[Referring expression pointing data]
----------
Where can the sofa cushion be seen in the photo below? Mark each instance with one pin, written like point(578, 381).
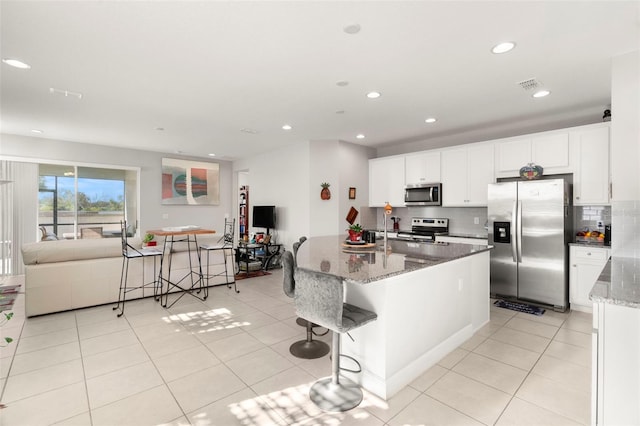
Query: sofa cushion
point(69, 250)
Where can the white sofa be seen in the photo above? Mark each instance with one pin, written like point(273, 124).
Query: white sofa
point(71, 274)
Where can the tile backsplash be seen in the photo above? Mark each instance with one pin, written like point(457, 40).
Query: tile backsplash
point(625, 229)
point(461, 220)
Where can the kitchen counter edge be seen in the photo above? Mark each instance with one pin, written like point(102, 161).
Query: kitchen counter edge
point(618, 283)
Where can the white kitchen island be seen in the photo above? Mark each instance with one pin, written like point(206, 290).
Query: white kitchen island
point(429, 298)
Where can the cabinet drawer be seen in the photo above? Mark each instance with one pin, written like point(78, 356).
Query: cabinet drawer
point(591, 253)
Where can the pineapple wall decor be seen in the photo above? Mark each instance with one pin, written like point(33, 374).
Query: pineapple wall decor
point(325, 194)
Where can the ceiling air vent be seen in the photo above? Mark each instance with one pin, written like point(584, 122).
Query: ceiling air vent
point(529, 84)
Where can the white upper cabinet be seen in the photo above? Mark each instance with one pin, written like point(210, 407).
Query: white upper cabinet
point(591, 174)
point(386, 181)
point(423, 167)
point(549, 150)
point(466, 172)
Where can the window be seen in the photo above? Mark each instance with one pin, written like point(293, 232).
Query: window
point(85, 202)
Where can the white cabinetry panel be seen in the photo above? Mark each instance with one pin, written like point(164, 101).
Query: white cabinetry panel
point(551, 151)
point(423, 167)
point(386, 181)
point(586, 265)
point(591, 176)
point(466, 172)
point(512, 155)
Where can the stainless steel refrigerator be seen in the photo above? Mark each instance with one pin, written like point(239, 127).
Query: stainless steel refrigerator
point(529, 226)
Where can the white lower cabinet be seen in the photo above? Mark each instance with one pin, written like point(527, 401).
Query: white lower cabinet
point(615, 365)
point(586, 265)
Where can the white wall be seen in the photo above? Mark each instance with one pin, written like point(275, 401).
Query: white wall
point(324, 166)
point(625, 155)
point(354, 172)
point(281, 178)
point(290, 179)
point(28, 149)
point(625, 126)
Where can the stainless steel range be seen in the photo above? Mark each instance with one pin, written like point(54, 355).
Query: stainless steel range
point(425, 229)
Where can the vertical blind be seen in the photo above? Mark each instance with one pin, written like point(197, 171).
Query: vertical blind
point(18, 213)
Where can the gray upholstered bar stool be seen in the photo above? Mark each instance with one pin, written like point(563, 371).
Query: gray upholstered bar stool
point(308, 348)
point(320, 299)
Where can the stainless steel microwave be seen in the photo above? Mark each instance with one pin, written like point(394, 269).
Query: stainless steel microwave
point(423, 194)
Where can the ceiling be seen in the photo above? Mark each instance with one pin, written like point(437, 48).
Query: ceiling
point(223, 77)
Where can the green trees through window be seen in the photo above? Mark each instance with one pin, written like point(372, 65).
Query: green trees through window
point(71, 198)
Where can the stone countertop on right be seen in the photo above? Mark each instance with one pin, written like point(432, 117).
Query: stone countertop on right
point(619, 283)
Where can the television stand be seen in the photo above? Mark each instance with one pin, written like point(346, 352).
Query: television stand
point(253, 257)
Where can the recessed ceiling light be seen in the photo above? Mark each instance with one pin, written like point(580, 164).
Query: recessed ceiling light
point(65, 93)
point(352, 29)
point(503, 47)
point(541, 94)
point(16, 63)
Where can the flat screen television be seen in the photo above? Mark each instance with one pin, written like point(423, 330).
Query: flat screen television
point(264, 217)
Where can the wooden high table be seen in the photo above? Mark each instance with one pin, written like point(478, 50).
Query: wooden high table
point(181, 234)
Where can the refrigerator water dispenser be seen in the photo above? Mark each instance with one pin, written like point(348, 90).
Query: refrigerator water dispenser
point(502, 232)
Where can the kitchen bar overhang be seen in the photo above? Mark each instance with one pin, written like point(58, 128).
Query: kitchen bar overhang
point(429, 297)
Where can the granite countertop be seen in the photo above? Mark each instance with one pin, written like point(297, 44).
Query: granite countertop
point(619, 283)
point(475, 236)
point(367, 264)
point(599, 244)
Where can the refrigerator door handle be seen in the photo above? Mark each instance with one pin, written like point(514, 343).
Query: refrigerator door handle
point(519, 231)
point(514, 241)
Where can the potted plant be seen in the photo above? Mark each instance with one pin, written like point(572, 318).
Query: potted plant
point(148, 240)
point(355, 232)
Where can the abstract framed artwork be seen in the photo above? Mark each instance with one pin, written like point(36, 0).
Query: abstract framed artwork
point(190, 182)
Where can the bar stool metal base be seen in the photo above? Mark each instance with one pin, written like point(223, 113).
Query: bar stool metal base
point(309, 349)
point(336, 397)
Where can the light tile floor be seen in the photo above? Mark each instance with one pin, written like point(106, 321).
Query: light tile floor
point(226, 361)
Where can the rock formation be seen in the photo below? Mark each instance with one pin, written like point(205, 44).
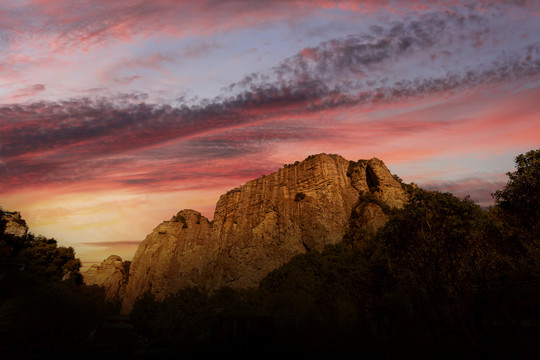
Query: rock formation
point(112, 274)
point(13, 224)
point(263, 224)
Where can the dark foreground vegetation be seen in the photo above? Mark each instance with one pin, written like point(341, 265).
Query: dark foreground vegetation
point(443, 279)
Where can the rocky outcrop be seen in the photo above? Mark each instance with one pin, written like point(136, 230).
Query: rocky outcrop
point(112, 274)
point(13, 224)
point(171, 257)
point(263, 224)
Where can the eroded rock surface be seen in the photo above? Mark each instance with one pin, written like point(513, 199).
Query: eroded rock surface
point(263, 224)
point(112, 274)
point(13, 224)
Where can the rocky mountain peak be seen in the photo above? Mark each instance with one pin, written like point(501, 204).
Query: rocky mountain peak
point(262, 224)
point(13, 224)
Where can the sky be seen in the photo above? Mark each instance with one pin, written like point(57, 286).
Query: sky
point(115, 115)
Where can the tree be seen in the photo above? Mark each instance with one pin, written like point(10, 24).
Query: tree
point(520, 198)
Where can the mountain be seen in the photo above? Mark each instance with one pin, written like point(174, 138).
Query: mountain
point(11, 224)
point(112, 274)
point(264, 223)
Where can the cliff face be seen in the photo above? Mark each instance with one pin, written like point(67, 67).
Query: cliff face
point(111, 274)
point(11, 223)
point(170, 258)
point(263, 224)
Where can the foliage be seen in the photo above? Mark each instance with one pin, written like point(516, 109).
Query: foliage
point(45, 310)
point(518, 203)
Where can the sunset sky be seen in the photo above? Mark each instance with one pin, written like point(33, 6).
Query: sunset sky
point(115, 115)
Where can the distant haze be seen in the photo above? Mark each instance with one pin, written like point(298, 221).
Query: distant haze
point(116, 115)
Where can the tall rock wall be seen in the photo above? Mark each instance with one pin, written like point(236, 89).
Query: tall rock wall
point(261, 225)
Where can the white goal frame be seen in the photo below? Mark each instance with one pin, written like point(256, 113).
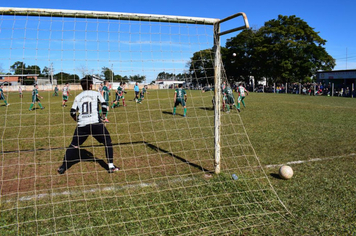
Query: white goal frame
point(156, 18)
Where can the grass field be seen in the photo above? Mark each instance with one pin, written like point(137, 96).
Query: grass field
point(165, 187)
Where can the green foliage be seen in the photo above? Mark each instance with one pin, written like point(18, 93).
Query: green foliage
point(137, 78)
point(20, 68)
point(157, 193)
point(107, 73)
point(63, 78)
point(201, 66)
point(285, 49)
point(172, 76)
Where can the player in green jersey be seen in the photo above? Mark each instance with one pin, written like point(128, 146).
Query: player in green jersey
point(119, 95)
point(230, 100)
point(180, 97)
point(241, 90)
point(106, 93)
point(2, 95)
point(142, 94)
point(35, 98)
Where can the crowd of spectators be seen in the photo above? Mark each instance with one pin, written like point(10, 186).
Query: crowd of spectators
point(311, 89)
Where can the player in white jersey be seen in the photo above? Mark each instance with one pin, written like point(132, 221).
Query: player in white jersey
point(241, 90)
point(86, 104)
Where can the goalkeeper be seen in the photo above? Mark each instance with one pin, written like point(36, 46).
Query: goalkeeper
point(180, 97)
point(2, 95)
point(89, 123)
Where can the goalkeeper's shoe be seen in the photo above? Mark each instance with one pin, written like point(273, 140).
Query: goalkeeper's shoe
point(114, 169)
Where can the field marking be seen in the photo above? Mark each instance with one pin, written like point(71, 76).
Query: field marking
point(143, 185)
point(94, 190)
point(310, 160)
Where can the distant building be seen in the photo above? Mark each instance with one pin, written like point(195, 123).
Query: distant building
point(338, 77)
point(165, 84)
point(28, 79)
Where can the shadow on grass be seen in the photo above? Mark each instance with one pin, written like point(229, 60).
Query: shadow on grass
point(207, 108)
point(167, 112)
point(85, 155)
point(153, 147)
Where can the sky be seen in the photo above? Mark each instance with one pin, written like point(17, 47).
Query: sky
point(334, 20)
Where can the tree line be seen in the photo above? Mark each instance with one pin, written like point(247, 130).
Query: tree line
point(284, 50)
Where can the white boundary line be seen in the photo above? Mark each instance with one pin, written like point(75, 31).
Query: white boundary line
point(311, 160)
point(143, 185)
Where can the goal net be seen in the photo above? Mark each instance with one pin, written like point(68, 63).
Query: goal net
point(167, 156)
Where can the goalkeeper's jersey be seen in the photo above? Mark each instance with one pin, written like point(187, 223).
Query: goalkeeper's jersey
point(87, 105)
point(106, 93)
point(180, 93)
point(65, 91)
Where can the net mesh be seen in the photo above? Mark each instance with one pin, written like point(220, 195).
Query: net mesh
----------
WHAT THE TASK ASKS:
Start with the line above that contains "Query: dark foreground vegetation" and stop after the line that contains "Where can the mountain". Output those lines exactly, and only those.

RESPONSE TO THE TASK:
Query: dark foreground vegetation
point(443, 279)
Where can the rocky outcrop be seen in the photo above? Mark each instance with one pin, written like point(136, 230).
Query: rocky outcrop
point(112, 274)
point(13, 224)
point(171, 257)
point(263, 224)
Where can the eroded rock surface be seen in the photo above? Mark each instance with one pin, written like point(513, 199).
Query: eroded rock surface
point(263, 224)
point(112, 274)
point(13, 224)
Where can the rocky mountain peak be seen in the photo above? Mark each instance with one pin, written like point(501, 204).
Query: rocky mountain peak
point(262, 224)
point(13, 224)
Where can the sky be seen in the photo above? Mark each instance with one pin, written like point(57, 286).
Query: sky
point(115, 115)
Where can the tree be seen in the photo above? Mark each instance with one pin, written like point(10, 24).
Query: tree
point(520, 198)
Where can the mountain be seen in the photo above? Mark each instance with one pin, written like point(174, 138).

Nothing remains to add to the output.